=== Extracted text ===

Comment 6 Linus Torvalds 2018-07-09 22:22:01 UTC
Created attachment 277305 [details]
Trial patch for the "real" fix

This is the actual "fix".

It's a bit hacky (need to serialize the signal sequence reading), but it should work for testing.

It basically separates out the sending of multi-process signals (the ones that target a whole process group, or "all processes"), and adds a sequence count that gets incremented for those.

And only when *that* kind of signal hits the fork() window do we restart the fork.

I'm not hugely proud of that patch, and it will definitely need some further work, but I think it's in testable shape.

It's against current -git, I don't know how well it backports to older kernels, so you may need to test this with a modern kernel.
Comment 7 Oleg Nesterov 2018-07-10 10:30:44 UTC
(In reply to Linus Torvalds from comment #6)

===

_Set tasks_:
1) Decide whether each statement agrees with the bug-tracker comments about the fork patch, answering yes or no and quoting the words from the text that settle it: (a) the patch was made against current -git; (b) the new sequence count is incremented for signals aimed at a single process; (c) the author considers the patch finished.
2) Go on with the bug-tracker comments about the fork patch, writing the reply that follows the last line shown.

=== Provided data ===

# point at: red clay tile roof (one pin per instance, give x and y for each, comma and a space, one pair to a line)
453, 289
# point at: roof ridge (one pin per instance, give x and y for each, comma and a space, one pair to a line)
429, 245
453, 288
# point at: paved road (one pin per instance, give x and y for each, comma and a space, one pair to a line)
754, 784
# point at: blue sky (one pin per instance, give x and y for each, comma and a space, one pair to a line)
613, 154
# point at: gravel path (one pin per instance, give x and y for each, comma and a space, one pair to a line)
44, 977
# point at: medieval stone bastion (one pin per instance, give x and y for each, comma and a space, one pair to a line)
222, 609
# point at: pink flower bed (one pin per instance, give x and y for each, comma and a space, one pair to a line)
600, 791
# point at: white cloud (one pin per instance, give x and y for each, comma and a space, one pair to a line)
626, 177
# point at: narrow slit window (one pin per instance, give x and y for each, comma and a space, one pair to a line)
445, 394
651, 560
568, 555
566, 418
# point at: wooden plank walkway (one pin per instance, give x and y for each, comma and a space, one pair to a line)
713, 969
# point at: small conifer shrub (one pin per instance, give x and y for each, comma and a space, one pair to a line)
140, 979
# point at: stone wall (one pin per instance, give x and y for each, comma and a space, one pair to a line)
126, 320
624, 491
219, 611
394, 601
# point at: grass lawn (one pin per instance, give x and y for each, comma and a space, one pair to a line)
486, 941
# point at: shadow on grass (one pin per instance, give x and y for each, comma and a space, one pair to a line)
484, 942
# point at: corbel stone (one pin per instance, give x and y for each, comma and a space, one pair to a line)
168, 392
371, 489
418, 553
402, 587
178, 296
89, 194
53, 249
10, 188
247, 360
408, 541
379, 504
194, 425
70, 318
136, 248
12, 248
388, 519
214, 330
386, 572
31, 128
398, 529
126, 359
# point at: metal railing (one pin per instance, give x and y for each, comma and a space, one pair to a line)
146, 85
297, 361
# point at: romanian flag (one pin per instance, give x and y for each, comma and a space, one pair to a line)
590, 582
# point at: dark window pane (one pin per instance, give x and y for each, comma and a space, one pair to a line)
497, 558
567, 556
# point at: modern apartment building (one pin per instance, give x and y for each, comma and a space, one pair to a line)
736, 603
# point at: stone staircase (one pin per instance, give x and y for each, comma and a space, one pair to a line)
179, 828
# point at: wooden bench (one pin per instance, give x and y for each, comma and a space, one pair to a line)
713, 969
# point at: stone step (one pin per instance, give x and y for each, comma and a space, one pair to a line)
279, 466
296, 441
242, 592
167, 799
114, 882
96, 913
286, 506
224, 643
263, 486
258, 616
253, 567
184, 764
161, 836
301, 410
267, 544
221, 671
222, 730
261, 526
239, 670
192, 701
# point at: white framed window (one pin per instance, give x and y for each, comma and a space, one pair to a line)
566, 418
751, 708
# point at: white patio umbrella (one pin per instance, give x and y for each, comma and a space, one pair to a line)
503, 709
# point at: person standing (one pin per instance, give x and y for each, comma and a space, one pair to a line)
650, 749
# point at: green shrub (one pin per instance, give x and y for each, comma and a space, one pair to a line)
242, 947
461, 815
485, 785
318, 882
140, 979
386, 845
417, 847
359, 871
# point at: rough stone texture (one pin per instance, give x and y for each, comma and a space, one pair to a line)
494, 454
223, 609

===

_Solved tasks_:
1)
(a) Yes: "It's against current -git"
(b) No: "It basically separates out the sending of multi-process signals (the ones that target a whole process group, or "all processes"), and adds a sequence count that gets incremented for those."
(c) No: "it will definitely need some further work"

2)
>
> and it will definitely need some further work

Yes... let me comment this patch.

--- a/include/linux/sched/signal.h	
+++ a/include/linux/sched/signal.h	
@@ -17,6 +17,7 @@ struct sighand_struct {
 	atomic_t		count;
 	struct k_sigaction	action[_NSIG];
 	spinlock_t		siglock;
+	unsigned		sequence;

this doesn't really matter, but I'd suggest to move it into signal_struct

+	/*
+	 * FIXME! This should use sighand locking, or possibly
+	 * just memory ordering.
+	 */
+	sigseq = current->sighand->sequence;
+	if (signal_pending(current))
+		return ERR_PTR(-ERESTARTNOINTR);
+

not only we need ->siglock, we need another recalc_sigpending(). Suppose that a
PGDID signal was already sent to the forking process, but signal_pending() == 0
because it was targeted to another thread.

+		/* Return if fatal signal, or if it was a multi-process signal */
+		if (fatal_signal_pending(current) || sigseq != current->sighand->sequence) {
+			retval = -ERESTARTNOINTR;
+			goto bad_fork_cancel_cgroup;
+		}

This is not enough. We need more checks, or perhaps we can add

                else
                        set_tsk_thread_flag(p, TIF_SIGPENDING); 

For example, a new thread should not start without TIF_SIGPENDING if
JOBCTL_STOP_PENDING is set (SIGSTOP/etc). Same for freezing(), probably
something else...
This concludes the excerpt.